* Requirement A *
Set down the forum post word for word, everything from "Join Date: May" down to "long that took.".
* Requirement B *
According to the forum post, what kind of Pokémon has amnesia?

┌─ Source extract

Thread: [Pokémon] Covers
View Single Post
  #4   Link to this post, but load the entire thread.  
Old February 12th, 2019 (6:45 PM).
Bay's Avatar
Bay Bay is offline
Darkinium Z
 
Join Date: May 2006
Location: Dani California
Gender: Female
Nature: Sassy
Posts: 5,519
Hm so we have a Lucario with amnesia, huh? Even though the amensia trope has been done lots of times, I'm still interested where you'll take this. I'm still trying to get a feel of Joshua's character (he seems pretty blunt so far) while Wade has much more energy than him. Their interactions could still be fun, though.

I'm not sure what to feel about Pokemon in cities not from Pokemon Mystery Dungeon. Guess I'm so used to human trainer in Jublife and Sunyshore that having those cities populated with Pokemon threw me off a bit. Also, I feel Jublife and Sunyshore would take quite a while by bus? Not sure how long that took.

└─
┌─ Entries provided

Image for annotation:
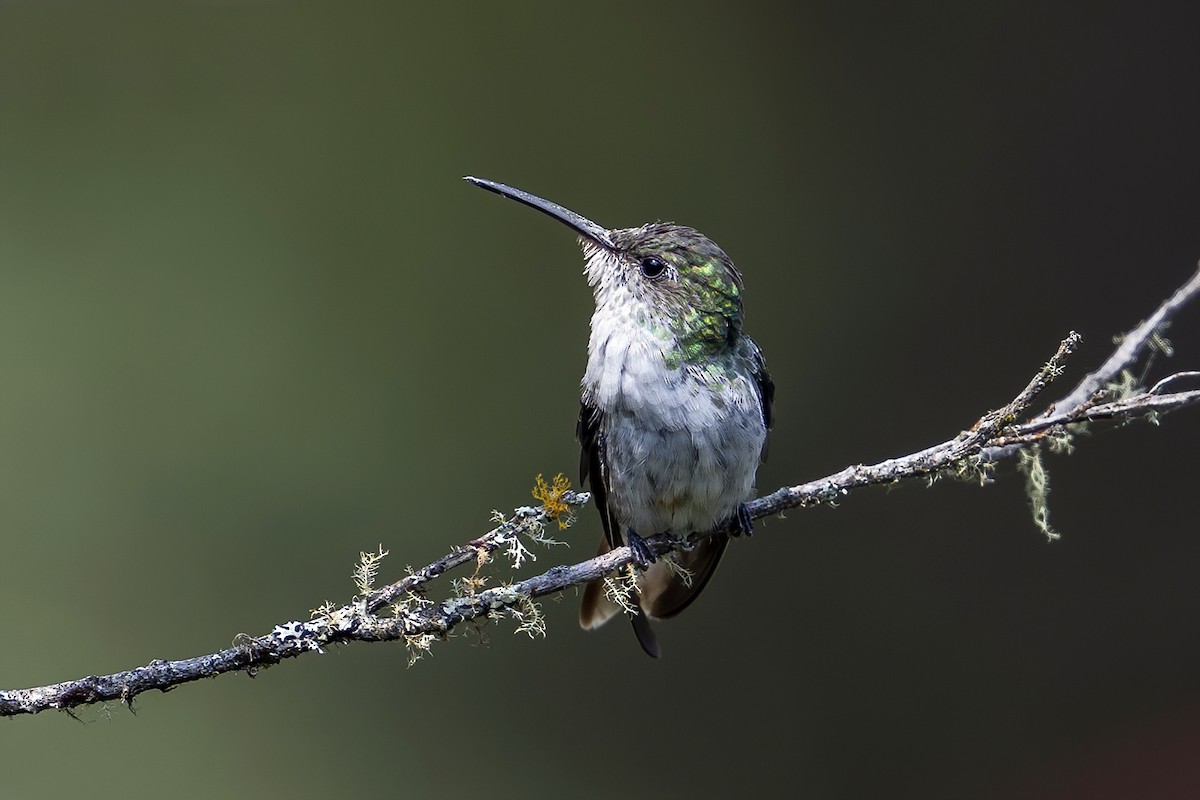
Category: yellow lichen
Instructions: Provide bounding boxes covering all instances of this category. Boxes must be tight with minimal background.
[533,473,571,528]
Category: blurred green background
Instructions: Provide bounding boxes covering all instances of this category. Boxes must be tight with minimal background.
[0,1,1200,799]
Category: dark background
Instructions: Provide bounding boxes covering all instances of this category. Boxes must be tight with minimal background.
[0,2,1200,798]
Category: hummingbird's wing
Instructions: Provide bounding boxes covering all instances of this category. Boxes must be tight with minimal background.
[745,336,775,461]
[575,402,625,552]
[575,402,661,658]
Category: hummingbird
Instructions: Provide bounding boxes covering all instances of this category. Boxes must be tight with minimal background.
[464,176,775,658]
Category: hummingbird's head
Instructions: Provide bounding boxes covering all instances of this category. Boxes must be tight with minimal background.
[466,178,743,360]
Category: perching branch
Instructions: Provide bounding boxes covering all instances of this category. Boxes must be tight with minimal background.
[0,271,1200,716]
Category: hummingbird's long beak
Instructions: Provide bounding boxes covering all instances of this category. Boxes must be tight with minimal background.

└─
┌─ Entries provided

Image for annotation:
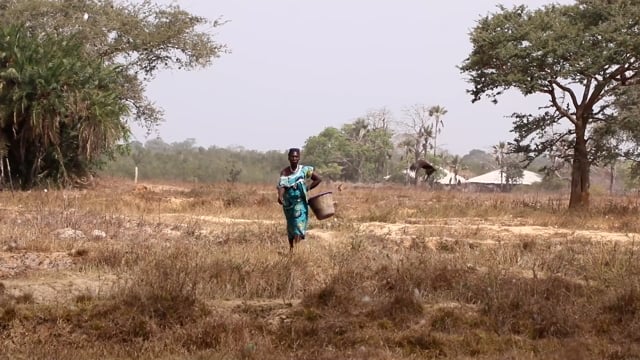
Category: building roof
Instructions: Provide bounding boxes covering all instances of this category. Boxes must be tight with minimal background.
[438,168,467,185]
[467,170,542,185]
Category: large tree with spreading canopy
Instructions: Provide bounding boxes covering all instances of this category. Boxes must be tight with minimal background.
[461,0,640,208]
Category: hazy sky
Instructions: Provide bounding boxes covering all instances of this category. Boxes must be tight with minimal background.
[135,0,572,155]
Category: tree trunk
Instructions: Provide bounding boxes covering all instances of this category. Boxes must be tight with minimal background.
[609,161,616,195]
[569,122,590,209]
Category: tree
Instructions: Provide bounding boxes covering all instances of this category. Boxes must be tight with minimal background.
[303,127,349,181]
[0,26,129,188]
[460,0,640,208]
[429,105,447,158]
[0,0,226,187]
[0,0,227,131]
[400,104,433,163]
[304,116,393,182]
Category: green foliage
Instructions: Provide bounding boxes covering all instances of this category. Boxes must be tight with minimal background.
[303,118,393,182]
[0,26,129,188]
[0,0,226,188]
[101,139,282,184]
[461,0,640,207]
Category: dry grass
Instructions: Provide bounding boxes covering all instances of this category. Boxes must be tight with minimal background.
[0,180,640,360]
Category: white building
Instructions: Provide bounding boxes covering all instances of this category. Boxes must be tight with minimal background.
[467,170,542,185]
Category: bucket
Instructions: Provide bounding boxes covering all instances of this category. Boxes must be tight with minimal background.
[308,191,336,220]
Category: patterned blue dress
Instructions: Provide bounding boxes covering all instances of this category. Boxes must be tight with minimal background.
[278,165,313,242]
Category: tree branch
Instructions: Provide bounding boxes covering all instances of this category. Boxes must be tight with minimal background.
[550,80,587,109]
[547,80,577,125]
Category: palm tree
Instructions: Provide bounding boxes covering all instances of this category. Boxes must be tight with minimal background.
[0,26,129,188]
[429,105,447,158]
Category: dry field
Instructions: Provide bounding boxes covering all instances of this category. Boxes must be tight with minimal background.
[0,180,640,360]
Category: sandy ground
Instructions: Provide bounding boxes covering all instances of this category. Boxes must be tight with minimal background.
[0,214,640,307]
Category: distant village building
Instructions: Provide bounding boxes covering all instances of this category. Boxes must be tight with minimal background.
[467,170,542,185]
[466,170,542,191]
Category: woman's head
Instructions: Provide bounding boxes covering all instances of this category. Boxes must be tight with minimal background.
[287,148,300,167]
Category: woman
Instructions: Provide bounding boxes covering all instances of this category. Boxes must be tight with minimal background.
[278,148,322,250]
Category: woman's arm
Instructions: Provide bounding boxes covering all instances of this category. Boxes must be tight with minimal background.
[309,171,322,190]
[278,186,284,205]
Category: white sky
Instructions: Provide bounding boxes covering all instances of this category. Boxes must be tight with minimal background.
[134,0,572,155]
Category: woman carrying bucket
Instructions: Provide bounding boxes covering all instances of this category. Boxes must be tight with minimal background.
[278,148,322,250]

└─
┌─ Entries provided

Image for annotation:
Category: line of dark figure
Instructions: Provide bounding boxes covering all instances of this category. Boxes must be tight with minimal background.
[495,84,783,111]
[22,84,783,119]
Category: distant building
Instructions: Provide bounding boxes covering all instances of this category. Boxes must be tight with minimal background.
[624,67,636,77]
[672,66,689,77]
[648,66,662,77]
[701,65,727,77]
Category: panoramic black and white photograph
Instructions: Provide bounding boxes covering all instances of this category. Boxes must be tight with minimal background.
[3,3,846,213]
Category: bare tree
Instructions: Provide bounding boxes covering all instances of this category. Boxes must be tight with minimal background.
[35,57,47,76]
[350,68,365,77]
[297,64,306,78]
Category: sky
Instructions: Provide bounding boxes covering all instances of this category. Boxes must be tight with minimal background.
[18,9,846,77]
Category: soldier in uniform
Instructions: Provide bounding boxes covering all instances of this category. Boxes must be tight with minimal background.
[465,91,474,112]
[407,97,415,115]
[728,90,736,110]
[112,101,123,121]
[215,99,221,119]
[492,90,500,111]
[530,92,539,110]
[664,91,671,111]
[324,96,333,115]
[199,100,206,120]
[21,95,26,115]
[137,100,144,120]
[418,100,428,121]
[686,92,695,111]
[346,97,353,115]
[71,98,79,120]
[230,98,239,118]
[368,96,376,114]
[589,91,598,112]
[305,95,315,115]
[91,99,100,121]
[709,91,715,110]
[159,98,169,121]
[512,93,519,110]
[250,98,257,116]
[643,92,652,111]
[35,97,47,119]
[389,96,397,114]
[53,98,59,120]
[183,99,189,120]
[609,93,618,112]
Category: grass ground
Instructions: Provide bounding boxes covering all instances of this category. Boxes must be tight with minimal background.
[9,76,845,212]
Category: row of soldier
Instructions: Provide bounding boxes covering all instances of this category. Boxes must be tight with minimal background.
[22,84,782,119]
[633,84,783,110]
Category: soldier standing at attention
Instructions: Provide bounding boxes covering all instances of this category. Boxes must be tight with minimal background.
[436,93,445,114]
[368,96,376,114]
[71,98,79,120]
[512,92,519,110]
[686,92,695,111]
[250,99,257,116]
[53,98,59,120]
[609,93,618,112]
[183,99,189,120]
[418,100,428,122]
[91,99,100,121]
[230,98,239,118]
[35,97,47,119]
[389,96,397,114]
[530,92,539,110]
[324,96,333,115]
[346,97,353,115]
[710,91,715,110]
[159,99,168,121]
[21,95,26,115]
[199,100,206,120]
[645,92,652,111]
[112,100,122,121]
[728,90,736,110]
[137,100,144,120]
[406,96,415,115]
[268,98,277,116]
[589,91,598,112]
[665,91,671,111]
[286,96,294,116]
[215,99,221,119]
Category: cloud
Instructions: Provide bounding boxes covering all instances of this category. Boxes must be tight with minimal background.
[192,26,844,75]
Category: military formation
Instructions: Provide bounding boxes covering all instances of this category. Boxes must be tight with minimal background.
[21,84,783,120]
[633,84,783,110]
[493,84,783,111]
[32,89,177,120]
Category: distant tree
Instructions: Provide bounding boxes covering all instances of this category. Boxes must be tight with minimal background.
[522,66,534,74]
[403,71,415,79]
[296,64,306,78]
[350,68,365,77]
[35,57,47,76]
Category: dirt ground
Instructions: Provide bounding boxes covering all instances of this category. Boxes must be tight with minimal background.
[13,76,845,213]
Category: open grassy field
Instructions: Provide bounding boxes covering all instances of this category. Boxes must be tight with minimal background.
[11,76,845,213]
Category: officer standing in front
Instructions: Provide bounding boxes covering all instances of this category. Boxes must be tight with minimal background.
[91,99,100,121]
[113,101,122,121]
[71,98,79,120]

└─

* Your solution A *
Join Date: May 2006
Location: Dani California
Gender: Female
Nature: Sassy
Posts: 5,519
Hm so we have a Lucario with amnesia, huh? Even though the amensia trope has been done lots of times, I'm still interested where you'll take this. I'm still trying to get a feel of Joshua's character (he seems pretty blunt so far) while Wade has much more energy than him. Their interactions could still be fun, though.

I'm not sure what to feel about Pokemon in cities not from Pokemon Mystery Dungeon. Guess I'm so used to human trainer in Jublife and Sunyshore that having those cities populated with Pokemon threw me off a bit. Also, I feel Jublife and Sunyshore would take quite a while by bus? Not sure how long that took.

* Your solution B *
A Lucario.